§ **Source text**
━━━━━━━━━━━━━━━━━━━━━━━━━━━━━━

Microsoft has tested the following workarounds. Although these workarounds will not correct the underlying vulnerability, they help block known attack vectors. When a workaround reduces functionality, it is identified in the following section.


Disable the HTML Help ActiveX control from running within Internet Explorer 6 for Windows XP Service Pack 2.

You can help protect against this vulnerability by changing your settings within Internet Explorer to disable the ActiveX control hhtctrl.ocx from running.

To disable the HTML Help ActiveX control in Microsoft Internet Explorer:

1.


On the Internet Explorer Tools menu, click Manage Add-ons.

2.


Locate and click on “HHCTRL Object”.

3.


To disable the add-on, click Disable and then click OK.

Impact of Workaround: Disabling the HTML Help ActiveX control prevents Internet Explorer from instantiating the control. This configuration causes program compatibility issues. Some examples of such issues are:


In Help and Support Center, the Index feature no longer works.


In HTML Help, features such as Related Topics and Shortcuts no longer work.

Features that are provided by the HTML Help control in Enterprise intranet programs no longer work.


Set Internet and Local intranet security zone settings to “High” to prompt before running ActiveX controls and active scripting in the Internet zone and in the Local intranet zone.

You can help protect against this vulnerability by changing your settings for the Internet security zone to prompt before running ActiveX controls and active scripting. You can do this by setting your browser security to High.

To raise the browsing security level in Microsoft Internet Explorer:

1.


On the Internet Explorer Tools menu, click Internet Options.

2.


In the Internet Options dialog box, click the Security tab, and then click the Internet icon.

3.


Under Security level for this zone, move the slider to High. This sets the security level for all Web sites you visit to High.

Note If no slider is visible, click Default Level, and then move the slider to High.

Note Setting the level to High may cause some Web sites to work incorrectly. If you have difficulty using a Web site after you change this setting, and you are sure the site is safe to use, you can add that site to your list of trusted sites. This will allow the site to work correctly even with the high security setting.

Alternatively, you can change you settings to prompt before running ActiveX controls only by following these steps:

1.


In Internet Explorer, click Internet Options on the Tools menu.

2.


Click the Security tab.

3.


Click Internet, and then click Custom Level.

4.


Under Settings, in the ActiveX controls and plug-ins section, under Run ActiveX controls and plug-ins, click Prompt.

5.


In the Scripting section, under Active Scripting, click Prompt, and then click OK.

6.


Click Local intranet, and then click Custom Level.

7.


Under Settings, in the ActiveX controls and plug-ins section, under Run ActiveX controls and plug-ins, click Prompt.

8.


In the Scripting section, under Active Scripting, click Prompt.

9.


Click OK two times to return to Internet Explorer.

━━━━━━━━━━━━━━━━━━━━━━━━━━━━━━

§ **Instructions**
(1) Answer these questions using the text on Internet Explorer workarounds:
(a) Which add-on should be clicked in Manage Add-ons to disable the HTML Help ActiveX control?
(b) Which Help and Support Center feature stops working once that control is disabled?
(c) What should be done if no slider is visible under Security level for this zone?
(2) Write the next part of the text on Internet Explorer workarounds, picking up right after its final sentence.
The material that comes next was drawn from a separate source unrelated to this text.

━━━━━━━━━━━━━━━━━━━━━━━━━━━━━━

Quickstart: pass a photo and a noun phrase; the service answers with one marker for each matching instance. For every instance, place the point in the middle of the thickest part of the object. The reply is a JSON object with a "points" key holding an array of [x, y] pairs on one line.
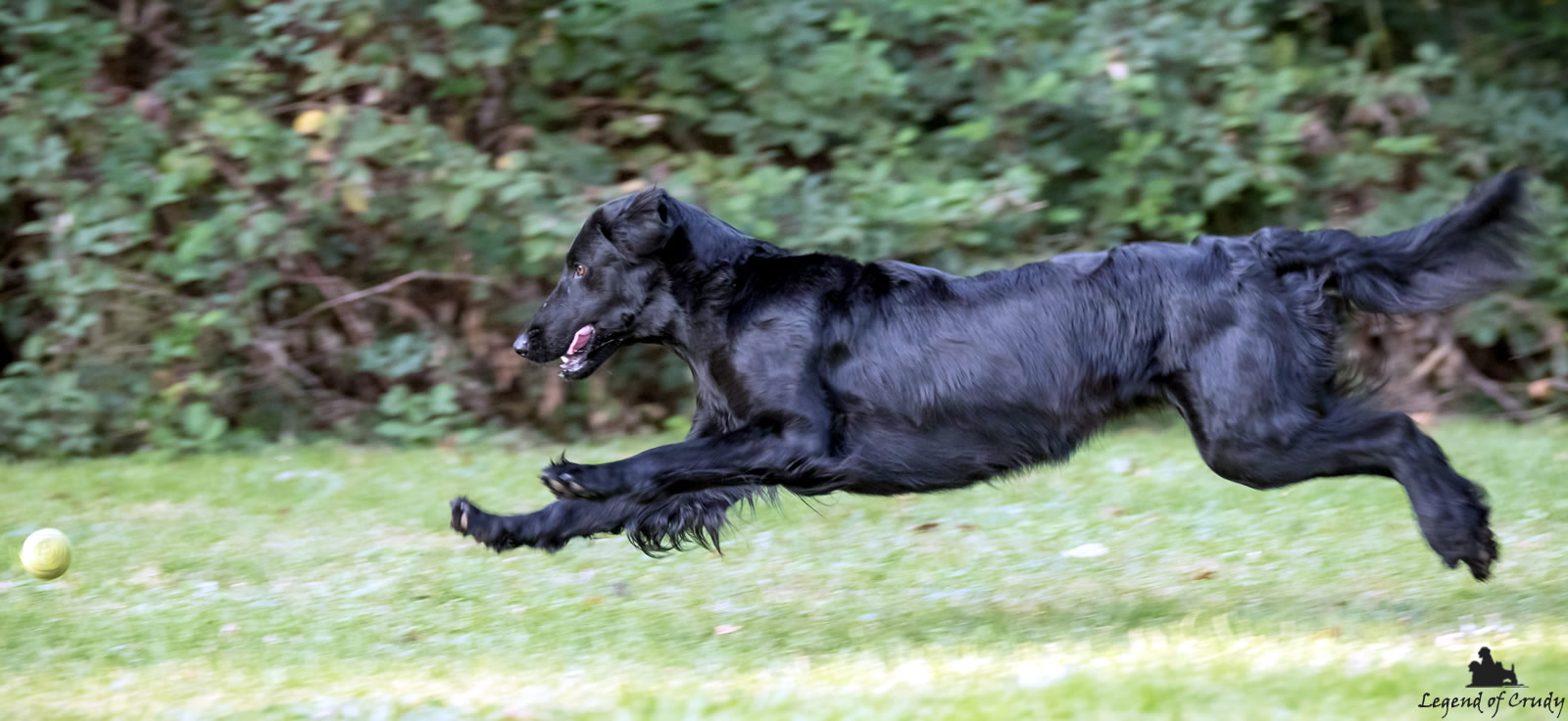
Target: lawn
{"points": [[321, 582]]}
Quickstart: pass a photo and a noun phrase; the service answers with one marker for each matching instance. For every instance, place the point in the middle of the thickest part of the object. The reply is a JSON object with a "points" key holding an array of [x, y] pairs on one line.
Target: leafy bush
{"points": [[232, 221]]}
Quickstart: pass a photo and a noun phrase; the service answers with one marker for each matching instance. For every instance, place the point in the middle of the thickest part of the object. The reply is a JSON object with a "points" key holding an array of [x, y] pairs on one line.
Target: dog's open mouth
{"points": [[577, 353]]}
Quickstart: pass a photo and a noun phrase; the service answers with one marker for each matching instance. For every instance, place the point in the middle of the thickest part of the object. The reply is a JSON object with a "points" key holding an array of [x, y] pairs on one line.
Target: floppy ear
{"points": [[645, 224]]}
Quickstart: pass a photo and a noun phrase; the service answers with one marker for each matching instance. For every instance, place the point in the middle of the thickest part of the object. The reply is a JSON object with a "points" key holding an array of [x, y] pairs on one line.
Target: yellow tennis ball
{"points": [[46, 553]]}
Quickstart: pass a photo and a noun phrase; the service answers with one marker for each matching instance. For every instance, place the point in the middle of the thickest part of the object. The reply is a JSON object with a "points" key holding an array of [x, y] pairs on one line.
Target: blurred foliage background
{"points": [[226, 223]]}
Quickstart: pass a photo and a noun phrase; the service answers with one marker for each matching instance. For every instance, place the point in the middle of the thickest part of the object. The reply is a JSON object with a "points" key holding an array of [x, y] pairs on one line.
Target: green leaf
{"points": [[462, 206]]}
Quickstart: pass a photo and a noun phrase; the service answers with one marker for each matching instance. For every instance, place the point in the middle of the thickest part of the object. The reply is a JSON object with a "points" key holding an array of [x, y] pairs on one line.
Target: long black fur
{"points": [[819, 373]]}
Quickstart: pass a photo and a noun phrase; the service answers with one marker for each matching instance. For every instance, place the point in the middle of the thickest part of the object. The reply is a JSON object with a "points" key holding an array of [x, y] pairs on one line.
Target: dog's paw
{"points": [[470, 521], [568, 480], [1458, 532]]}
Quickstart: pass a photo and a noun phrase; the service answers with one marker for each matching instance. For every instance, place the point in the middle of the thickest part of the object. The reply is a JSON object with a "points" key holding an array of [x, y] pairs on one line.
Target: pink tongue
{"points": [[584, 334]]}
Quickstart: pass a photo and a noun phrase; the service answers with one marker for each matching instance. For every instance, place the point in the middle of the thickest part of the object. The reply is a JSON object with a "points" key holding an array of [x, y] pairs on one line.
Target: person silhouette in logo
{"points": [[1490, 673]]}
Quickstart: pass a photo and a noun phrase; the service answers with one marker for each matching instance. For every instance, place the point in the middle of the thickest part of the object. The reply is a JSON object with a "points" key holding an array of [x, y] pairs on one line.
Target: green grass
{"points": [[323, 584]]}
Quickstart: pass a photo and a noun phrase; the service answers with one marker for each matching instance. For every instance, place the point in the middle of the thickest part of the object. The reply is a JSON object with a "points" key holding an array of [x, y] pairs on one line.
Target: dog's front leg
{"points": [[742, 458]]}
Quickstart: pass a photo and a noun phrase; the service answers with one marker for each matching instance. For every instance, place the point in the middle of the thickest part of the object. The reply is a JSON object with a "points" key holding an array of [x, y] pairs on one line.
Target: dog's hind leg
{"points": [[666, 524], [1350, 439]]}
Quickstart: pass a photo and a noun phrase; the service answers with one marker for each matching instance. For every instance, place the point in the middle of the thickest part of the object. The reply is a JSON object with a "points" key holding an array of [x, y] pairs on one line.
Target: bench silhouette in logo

━━━━━━━━━━━━━━━━━━━━━━━━━━━━━━

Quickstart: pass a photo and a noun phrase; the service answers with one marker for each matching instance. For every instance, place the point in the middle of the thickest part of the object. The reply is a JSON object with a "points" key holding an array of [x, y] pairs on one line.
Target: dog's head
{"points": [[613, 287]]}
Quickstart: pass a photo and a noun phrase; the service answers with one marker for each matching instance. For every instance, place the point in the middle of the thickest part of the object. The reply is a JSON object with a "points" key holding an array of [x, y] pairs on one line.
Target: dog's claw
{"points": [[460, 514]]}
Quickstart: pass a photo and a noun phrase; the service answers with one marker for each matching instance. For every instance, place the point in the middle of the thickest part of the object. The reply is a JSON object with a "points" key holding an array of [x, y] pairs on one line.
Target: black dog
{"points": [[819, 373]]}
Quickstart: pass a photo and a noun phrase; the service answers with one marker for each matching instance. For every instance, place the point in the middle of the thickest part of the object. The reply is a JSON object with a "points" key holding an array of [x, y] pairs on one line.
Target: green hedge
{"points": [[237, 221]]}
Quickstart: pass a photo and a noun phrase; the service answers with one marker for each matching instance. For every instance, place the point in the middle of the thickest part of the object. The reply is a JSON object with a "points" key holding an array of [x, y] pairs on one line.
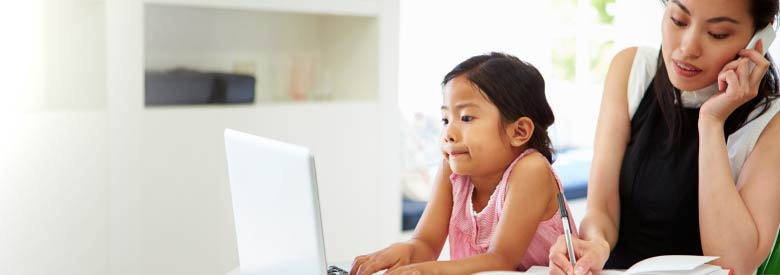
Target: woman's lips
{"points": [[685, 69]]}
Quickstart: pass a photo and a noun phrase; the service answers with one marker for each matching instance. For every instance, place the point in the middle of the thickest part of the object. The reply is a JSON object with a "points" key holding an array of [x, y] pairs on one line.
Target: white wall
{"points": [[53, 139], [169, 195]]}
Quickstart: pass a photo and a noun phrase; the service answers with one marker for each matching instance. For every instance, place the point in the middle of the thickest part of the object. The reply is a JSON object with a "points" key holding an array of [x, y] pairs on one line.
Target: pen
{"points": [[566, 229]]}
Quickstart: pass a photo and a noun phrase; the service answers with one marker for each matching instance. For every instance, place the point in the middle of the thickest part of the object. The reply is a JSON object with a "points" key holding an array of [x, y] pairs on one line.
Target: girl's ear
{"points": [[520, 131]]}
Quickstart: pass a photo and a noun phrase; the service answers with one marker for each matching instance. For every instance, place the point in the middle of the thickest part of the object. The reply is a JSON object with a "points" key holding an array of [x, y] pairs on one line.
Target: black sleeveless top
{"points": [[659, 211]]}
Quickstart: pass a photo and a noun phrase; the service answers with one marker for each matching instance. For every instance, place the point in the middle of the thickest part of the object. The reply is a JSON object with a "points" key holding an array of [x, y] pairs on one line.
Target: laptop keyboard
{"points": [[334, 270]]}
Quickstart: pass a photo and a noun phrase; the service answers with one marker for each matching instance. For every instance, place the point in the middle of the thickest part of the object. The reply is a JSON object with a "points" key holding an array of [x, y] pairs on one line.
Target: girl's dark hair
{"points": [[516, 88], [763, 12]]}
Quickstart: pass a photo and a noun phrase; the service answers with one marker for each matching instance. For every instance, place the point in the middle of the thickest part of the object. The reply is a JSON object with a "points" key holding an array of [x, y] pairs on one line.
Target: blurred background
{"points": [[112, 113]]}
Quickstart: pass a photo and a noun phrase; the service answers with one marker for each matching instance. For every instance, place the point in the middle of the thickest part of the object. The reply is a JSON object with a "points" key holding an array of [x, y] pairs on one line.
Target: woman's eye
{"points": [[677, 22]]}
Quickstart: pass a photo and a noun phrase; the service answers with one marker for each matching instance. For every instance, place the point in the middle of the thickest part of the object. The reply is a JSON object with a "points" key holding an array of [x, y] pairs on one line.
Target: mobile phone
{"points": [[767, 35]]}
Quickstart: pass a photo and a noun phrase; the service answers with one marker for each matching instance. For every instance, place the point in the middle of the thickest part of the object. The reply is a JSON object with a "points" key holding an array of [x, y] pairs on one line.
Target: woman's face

━━━━━━━━━━━━━━━━━━━━━━━━━━━━━━

§ **Answers to the exercises**
(1)
(a) "HHCTRL Object"
(b) The Index feature
(c) Click Default Level, and then move the slider to High.

(2)
Impact of Workaround: There are side effects to prompting before running ActiveX controls. Many Web sites that are on the Internet or on an intranet use ActiveX to provide additional functionality. For example, an online e-commerce site or banking site may use ActiveX controls to provide menus, ordering forms, or even account statements. Prompting before running ActiveX controls is a global setting that affects all Internet and intranet sites. You will be prompted frequently when you enable this workaround. For each prompt, if you feel you trust the site that you are visiting, click Yes to run ActiveX controls. If you do not want to be prompted for all these sites, use the "Restrict Web sites to only your trusted Web sites" workaround.


Restrict Web sites to only your trusted Web sites.

After you set Internet Explorer to require a prompt before it runs ActiveX controls and active scripting in the Internet zone and in the Local intranet zone, you can add sites that you trust to Internet Explorer's Trusted sites zone. This will allow you to continue to use trusted Web sites exactly as you do today, while helping to protect you from this attack on untrusted sites. We recommend that you add only sites that you trust to the Trusted sites zone.

To do this, follow these steps:

1.


In Internet Explorer, click Tools, click Internet Options, and then click the Security tab.

2.


In the Select a Web content zone to specify its current security settings box, click Trusted Sites, and then click Sites.

3.


If you want to add sites that do not require an encrypted channel, click to clear the Require server verification (https:) for all sites in this zone check box.

4.


In the Add this Web site to the zone box, type the URL of a site that you trust, and then click Add.

5.


Repeat these steps for each site that you want to add to the zone.

6.


Click OK two times to accept the changes and return to Internet Explorer.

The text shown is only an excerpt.